[Start PASSAGE SHOWN]

Sites Inria

Version française

THOTH Research team

Learning visual models from large-scale data

Team presentation

Thoth is a joint team of Inria and Laboratoire Jean Kuntzmann, and started in January 2016. It is a follow up to the LEAR team (2003-2015).

Thoth is motivated by today's context in which the quantity of digital images and videos available on-line continues to grow at a phenomenal speed: home users put their movies on YouTube and their images on Flickr; journalists and scientists set up web pages to disseminate news and research results; and audiovisual archives from TV broadcasts are opening to the public. Thus, there is a pressing and in fact increasing demand to annotate and index this visual content for home and professional users alike. Current object recognition and scene understanding technology mostly relies on fully supervised classification engines, and visual models are essentially (piecewise) rigid templates learned from hand labeled images. The sheer scale of on-line data and the nature of the embedded annotation call for a departure from this fully supervised scenario. The main objective of the Thoth project-team is to develop a new framework for learning the structure and parameters of visual models by actively exploring large digital image and video sources (off-line archives as well as growing on-line content), and exploiting the weak supervisory signal provided by the accompanying meta-data.

[End PASSAGE SHOWN]
[Start SUPPLIED ENTRIES]

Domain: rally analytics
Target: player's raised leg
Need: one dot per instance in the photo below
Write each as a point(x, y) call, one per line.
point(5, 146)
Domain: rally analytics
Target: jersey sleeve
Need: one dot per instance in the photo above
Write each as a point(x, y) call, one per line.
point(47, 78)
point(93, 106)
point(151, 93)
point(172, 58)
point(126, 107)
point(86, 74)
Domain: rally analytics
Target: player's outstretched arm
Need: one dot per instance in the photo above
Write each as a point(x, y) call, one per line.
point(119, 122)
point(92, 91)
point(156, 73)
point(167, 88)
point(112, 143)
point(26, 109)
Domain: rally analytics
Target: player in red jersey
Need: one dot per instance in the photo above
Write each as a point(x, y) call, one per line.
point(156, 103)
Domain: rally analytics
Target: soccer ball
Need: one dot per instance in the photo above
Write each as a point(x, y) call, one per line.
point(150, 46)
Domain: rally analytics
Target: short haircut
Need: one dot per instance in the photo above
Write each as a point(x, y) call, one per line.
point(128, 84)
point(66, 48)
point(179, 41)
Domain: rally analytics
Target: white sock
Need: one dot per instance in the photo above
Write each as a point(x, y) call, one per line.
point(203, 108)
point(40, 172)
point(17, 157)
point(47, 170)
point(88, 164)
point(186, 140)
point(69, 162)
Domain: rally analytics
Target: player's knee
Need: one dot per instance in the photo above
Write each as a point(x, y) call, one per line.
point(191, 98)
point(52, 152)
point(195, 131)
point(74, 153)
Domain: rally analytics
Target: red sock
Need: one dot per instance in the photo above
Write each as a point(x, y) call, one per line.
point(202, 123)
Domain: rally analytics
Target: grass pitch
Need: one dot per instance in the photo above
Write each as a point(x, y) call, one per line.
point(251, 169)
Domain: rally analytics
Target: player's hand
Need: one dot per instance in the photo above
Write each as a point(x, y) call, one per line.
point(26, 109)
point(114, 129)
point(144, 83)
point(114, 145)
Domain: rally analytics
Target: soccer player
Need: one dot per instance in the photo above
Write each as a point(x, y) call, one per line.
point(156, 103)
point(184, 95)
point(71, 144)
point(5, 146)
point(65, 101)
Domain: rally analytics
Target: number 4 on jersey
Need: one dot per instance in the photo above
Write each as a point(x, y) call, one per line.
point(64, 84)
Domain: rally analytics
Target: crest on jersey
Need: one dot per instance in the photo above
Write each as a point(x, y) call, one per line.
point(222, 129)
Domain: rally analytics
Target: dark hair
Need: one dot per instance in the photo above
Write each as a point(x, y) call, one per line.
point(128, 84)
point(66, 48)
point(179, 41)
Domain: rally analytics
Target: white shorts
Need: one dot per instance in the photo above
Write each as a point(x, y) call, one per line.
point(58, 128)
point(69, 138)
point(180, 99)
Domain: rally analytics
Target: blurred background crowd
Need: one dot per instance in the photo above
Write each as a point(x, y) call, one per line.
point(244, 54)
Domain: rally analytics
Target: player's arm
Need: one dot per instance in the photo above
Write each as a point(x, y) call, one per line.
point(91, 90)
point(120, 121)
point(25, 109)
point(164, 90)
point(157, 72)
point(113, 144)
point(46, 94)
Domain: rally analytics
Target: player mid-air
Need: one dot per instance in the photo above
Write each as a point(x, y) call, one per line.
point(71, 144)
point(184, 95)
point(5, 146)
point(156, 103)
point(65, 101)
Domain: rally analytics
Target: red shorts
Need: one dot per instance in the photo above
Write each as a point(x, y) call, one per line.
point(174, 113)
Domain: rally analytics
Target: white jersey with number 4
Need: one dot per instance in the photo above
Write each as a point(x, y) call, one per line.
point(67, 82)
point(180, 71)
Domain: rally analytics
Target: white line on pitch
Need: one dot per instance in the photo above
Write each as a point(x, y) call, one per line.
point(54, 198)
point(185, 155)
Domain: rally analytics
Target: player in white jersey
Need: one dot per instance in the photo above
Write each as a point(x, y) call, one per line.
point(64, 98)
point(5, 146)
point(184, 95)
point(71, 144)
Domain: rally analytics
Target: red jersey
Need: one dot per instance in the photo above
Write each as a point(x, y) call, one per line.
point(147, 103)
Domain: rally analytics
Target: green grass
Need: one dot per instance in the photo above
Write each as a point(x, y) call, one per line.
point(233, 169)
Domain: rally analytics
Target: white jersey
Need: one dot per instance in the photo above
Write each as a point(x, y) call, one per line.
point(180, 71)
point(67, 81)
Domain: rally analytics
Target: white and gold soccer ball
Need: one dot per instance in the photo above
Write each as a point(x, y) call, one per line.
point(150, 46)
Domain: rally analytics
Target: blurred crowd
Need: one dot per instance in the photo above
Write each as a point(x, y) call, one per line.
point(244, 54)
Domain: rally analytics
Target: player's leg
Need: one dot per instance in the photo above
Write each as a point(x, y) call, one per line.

[End SUPPLIED ENTRIES]

TASKS TO CARRY OUT.
• a. List every year that the Thoth team page mentions.
• b. Write out the part of the Thoth team page that opens with the words containing "THOTH Research team" and closes with "LEAR team (2003-2015).".
• c. Carry the Thoth team page forward from the end of its last sentence.
The entries are not needed for this work.

OUTPUTS IN ORDER.
• a. 2016, 2003, 2015

• b.
THOTH Research team

Learning visual models from large-scale data

Team presentation

Thoth is a joint team of Inria and Laboratoire Jean Kuntzmann, and started in January 2016. It is a follow up to the LEAR team (2003-2015).

• c.
Research themes

The main objectives of the team are:

(i) designing and learning structured models capable of representing this visual information: Developing novel models for a more complete understanding of scenes to address all the component tasks. We propose to incorporate the structure in image and video data explicitly into the models. In other words, our models aim to satisfy the complex sets of constraints that exist in natural images and videos.

(ii) learning visual models from minimal supervision or unstructured meta-data: The approach we propose to address the limitations of the fully supervised learning paradigm aligns with “Big Data” approaches developed in other areas: we rely on the orders-of-magnitude-larger training sets that have recently become available with metadata to compensate for less explicit forms of supervision.

(iii) large-scale learning and optimization: This part of our research concentrates on the design and theoretical justifications of deep architectures, with a focus on weakly supervised and unsupervised learning, and the development of continuous and discrete optimization techniques that push the state of the art in terms of speed and scalability.

An additional focus of Thoth is on collection of appropriate datasets and design of accompanying evaluation protocols.

International and industrial relations

Thoth team members collaborate with academic research groups at UC Berkeley, University of Edinburgh, MPI Tubingen, University of Washington, Inria WILLOW team, IIIT Hyderabad (India), and also industrial partners such as Xerox Research Centre Europe, Facebook AI Research, Microsoft Research-Inria Joint Centre and Google.